GOAL:
Pick out every row below that contains the word "window" and copy each of those rows in full. Match case exactly.

■ ■ ■ ■

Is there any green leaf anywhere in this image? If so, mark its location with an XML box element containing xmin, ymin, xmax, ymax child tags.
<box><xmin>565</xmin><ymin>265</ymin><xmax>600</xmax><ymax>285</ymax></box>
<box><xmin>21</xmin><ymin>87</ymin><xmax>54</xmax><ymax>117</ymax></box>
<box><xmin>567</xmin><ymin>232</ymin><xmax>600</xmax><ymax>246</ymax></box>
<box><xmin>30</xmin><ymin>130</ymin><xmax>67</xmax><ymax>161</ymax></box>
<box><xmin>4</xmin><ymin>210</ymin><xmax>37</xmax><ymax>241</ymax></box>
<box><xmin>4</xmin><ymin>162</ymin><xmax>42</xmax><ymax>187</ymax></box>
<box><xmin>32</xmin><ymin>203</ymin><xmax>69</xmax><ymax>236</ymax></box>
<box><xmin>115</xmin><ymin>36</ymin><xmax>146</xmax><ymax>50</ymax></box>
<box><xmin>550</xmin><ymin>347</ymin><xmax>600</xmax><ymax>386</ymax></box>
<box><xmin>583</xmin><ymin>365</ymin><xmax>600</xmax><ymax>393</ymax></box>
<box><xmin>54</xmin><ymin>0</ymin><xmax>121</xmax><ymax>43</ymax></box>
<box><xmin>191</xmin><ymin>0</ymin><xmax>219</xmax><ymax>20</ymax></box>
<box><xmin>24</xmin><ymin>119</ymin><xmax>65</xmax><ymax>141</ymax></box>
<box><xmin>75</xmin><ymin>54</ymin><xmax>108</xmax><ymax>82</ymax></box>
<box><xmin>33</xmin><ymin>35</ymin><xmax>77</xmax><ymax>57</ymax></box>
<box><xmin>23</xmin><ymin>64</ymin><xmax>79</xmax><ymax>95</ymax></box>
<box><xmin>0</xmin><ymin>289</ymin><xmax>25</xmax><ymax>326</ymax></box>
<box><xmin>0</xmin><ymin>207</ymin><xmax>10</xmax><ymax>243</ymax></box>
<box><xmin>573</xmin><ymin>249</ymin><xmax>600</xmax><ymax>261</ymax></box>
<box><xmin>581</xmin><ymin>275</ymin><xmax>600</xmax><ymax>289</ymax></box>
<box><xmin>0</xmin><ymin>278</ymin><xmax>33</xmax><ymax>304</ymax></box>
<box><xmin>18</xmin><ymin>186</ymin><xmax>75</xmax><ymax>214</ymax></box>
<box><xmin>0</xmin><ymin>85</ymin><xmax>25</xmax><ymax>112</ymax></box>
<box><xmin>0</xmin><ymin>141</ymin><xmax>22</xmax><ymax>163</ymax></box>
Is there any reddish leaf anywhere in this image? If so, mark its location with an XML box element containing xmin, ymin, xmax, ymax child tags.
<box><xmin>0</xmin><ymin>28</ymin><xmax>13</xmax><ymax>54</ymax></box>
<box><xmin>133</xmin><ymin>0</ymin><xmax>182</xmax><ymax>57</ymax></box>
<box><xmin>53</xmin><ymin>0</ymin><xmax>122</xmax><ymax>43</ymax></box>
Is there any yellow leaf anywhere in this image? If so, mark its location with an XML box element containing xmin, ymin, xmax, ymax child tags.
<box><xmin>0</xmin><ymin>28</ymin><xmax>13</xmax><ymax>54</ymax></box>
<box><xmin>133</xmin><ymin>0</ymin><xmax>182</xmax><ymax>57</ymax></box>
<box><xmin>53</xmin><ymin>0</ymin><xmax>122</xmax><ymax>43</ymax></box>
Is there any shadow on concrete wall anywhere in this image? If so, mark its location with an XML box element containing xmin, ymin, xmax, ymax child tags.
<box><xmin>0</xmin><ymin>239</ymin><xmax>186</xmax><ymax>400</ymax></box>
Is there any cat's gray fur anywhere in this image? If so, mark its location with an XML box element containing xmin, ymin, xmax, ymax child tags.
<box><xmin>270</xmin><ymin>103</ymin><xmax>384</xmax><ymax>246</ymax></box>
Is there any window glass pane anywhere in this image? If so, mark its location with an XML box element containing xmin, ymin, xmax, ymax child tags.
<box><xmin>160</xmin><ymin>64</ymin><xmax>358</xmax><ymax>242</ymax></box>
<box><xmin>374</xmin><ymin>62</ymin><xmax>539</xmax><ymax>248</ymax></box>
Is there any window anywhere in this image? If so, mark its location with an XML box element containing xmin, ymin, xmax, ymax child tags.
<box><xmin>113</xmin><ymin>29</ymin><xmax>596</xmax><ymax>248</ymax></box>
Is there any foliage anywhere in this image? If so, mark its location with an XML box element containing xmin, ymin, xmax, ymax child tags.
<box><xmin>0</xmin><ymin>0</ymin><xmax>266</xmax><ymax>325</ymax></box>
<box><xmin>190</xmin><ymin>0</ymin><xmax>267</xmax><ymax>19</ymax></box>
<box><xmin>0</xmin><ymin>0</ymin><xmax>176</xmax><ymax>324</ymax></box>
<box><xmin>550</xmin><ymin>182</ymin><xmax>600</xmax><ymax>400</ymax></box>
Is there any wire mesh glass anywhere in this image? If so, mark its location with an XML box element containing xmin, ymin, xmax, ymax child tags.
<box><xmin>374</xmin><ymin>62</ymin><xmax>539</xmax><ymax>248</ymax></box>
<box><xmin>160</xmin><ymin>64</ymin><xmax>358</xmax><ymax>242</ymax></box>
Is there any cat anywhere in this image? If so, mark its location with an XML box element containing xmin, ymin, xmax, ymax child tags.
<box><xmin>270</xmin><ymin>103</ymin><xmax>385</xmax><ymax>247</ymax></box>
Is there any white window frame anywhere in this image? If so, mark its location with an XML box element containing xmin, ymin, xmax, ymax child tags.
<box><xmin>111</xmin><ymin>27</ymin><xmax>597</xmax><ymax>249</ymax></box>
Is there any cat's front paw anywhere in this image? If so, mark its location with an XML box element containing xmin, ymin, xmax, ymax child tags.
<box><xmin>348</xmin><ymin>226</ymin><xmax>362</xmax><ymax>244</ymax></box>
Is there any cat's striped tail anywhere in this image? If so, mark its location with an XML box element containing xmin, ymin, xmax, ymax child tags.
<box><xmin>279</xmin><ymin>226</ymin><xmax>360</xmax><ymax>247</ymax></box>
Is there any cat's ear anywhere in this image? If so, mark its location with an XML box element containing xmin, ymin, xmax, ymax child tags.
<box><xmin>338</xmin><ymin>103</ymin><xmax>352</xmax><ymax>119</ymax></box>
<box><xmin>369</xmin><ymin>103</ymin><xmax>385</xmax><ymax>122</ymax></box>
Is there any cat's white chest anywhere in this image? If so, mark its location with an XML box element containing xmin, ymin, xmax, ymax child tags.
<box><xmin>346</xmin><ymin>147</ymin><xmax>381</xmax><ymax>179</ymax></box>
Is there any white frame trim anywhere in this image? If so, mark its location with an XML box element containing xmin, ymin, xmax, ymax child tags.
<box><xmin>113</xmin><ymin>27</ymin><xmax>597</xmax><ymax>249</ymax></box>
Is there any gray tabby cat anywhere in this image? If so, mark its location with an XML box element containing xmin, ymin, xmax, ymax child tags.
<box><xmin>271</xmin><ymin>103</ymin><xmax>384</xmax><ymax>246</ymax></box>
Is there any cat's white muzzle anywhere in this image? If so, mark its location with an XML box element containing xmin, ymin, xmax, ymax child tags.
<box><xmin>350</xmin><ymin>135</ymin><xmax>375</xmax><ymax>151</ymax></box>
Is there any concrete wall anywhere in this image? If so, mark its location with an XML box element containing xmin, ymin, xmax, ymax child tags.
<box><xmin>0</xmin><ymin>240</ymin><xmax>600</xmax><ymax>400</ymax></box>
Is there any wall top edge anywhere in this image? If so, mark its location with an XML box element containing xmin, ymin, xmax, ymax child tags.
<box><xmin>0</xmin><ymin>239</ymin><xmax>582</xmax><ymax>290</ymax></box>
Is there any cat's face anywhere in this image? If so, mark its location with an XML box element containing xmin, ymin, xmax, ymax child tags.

■ ■ ■ ■

RESULT OF THIS TASK:
Is there any window glass pane anywhere in this image? If so, mark its location with an XML box element containing xmin, ymin, xmax, ymax child tags.
Is there any window anywhere in this image? If so, mark its location with an XML box element containing xmin, ymin, xmax, ymax child tags.
Is there any white window frame anywhere in this image? If so, mark its location with an XML box element containing xmin, ymin, xmax, ymax child tags.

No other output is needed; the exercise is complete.